DOCUMENT |
One interesting, somewhat whimsical way at getting at this complexity and at the pervasive place that technology occupies in modern societies might be to imagine that the earliest sense of the word technology persisted and that their existed a disciplined called Technology.
It would, I suggest, occupy the same place in our universities that Theology occupied in the medieval schools. It might even give substance to the claim implicit in the etymology of the word university by unifying the disparate disciplines and organizing the human experience around what we make rather than what we know, driven by material rather spiritual aims.
If we imagine that medieval society envisioned Theology as the pinnacle of a pyramid of human knowledge, unifying human experience by providing a transcendental goal from above, we might consider Technology instead as the base of the pyramid, the foundation upon which all else rested, providing unity from below.
Theology took as its object of study an unseen reality that permeated and ordered human experience and yet could never be fully understood. Analogously, Technology would take as its object of study a mostly seen reality that permeates and orders our experience which also resists our understanding. As St. Paul said of God, so we might say of technology: in it we move and breathe and have our being.
In fact, there is no one master discipline called Technology. While matters technological are threaded through every discipline to greater and lesser extents, these are never woven into any coherent theoretical fabric. Approaches to the study of technology also mirror the diversity of disciplines: historical, sociological, philosophical, economic, etc.
I’ve been thinking lately of laying out a taxonomy of sorts for the many approaches to technology, or the question concerning technology if you like. This would be mostly for my benefit, although I imagine others might find it useful. Consider it a heuristic that might introduce one to the field of technology studies (not that there is something quite so coherent that encompasses all of the theorists/thinkers/writers I have in mind).
I’m struggling to find the best organizational schema. Academic disciplines or fields of study might work, but I’m leaning toward loosely defined schools or traditions of thought that may not necessarily overlap with disciplinary boundaries. The richest explorations of technology, after all, tend not to abide traditional disciplinary boundaries. Take someone like N. Katherine Hayles, for example, who’s background includes both computer science and literary studies and ranges in her work from deep readings of cyberpunk fiction to in-depth discussions of mid-20th century cybernetic theory.

BRIEF 1 |
In the essay on studying technology, what did Theology take as its object of study?
BRIEF 2 |
Copy the part of the technology essay that starts at "I’m struggling to" and ends at "century cybernetic theory.".
BRIEF 3 |
Write the next part of the essay on studying technology, picking up after its final sentence.

Entries from a pointing dataset |
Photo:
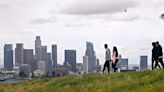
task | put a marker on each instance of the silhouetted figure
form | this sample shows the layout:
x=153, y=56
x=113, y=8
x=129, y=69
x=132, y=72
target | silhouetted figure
x=114, y=58
x=107, y=58
x=154, y=56
x=159, y=54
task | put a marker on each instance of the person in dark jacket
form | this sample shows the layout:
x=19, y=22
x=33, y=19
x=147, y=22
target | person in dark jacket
x=114, y=58
x=154, y=56
x=107, y=58
x=159, y=54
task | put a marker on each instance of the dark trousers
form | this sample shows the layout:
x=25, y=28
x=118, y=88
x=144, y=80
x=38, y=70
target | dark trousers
x=107, y=65
x=114, y=65
x=156, y=64
x=161, y=61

RIGHT ANSWER 1 |
An unseen reality that permeated and ordered human experience and yet could never be fully understood.

RIGHT ANSWER 2 |
I’m struggling to find the best organizational schema. Academic disciplines or fields of study might work, but I’m leaning toward loosely defined schools or traditions of thought that may not necessarily overlap with disciplinary boundaries. The richest explorations of technology, after all, tend not to abide traditional disciplinary boundaries. Take someone like N. Katherine Hayles, for example, who’s background includes both computer science and literary studies and ranges in her work from deep readings of cyberpunk fiction to in-depth discussions of mid-20th century cybernetic theory.

RIGHT ANSWER 3 |
Eventually, I’d like to identify the leading representatives of these schools of tech criticism, along with their key ideas and concepts, a history of their development, etc., but to wrap up this meandering post I’m going to list a few of the schools of tech criticism that I’ve been toying around with and leave it to you, if you are so inclined, to help me refine my categories, fill in my blind spots, and otherwise improve my organizational schema.
Again, the object here is to find a useful way of grouping, for purely heuristic purposes, a diverse field of scholars and writers that includes Martin Heidegger, Albert Borgmann, Langdon Winner, Jacques Ellul, Walter Ong, David Nye, Karl Marx, Michel Foucault, Walter Benjamin, Neil Postman, Katherine Hayles, Lewis Mumford, Leo Marx, Donna Haraway, Marshall McLuhan, Herbert Marcuse, Carl Mitcham, Don Ihde, Bruno Latour, Andrew Feenberg, David Noble, and the list could go on. It is, to say the least, an eclectic field.
So here is my first attempt with a few examples to give you an idea of what I’m thinking with each grouping:
Media-critical tradition including Ong, Postman, and McLuhan.
Critical-theoretical tradition including Frankfurt Schoolers (better than Frankfurters, no?) and their heirs such as Benjamin, Adorno, Marcuse, Habermas, and Feenberg.
Phenomenological tradition including Heidegger, Borgmann, and Ihde.
Autonomous Technology tradition including Winner and Ellul.
Posthumanist tradition including Hayles and Haraway.
Social Constructivist tradition including Nye and Thomas Hughes.
I can see a lot of problems with this first offering, but it’s a start. Here are some questions to consider for take two: Does Actor-Network Theory get its own category? What about the journalistic critics (and I don’t mean that disparagingly) such as Nicholas Carr or Alexis Madrigal? What about someone like Sherry Turkle? Is there grounds for a psycho-analytic tradition? Where does someone like Mumford fit in? Or Leo Marx? Could there be a French tradition that might include both Foucault and Ellul? What about a literary-poetic tradition?
Suggestions welcome.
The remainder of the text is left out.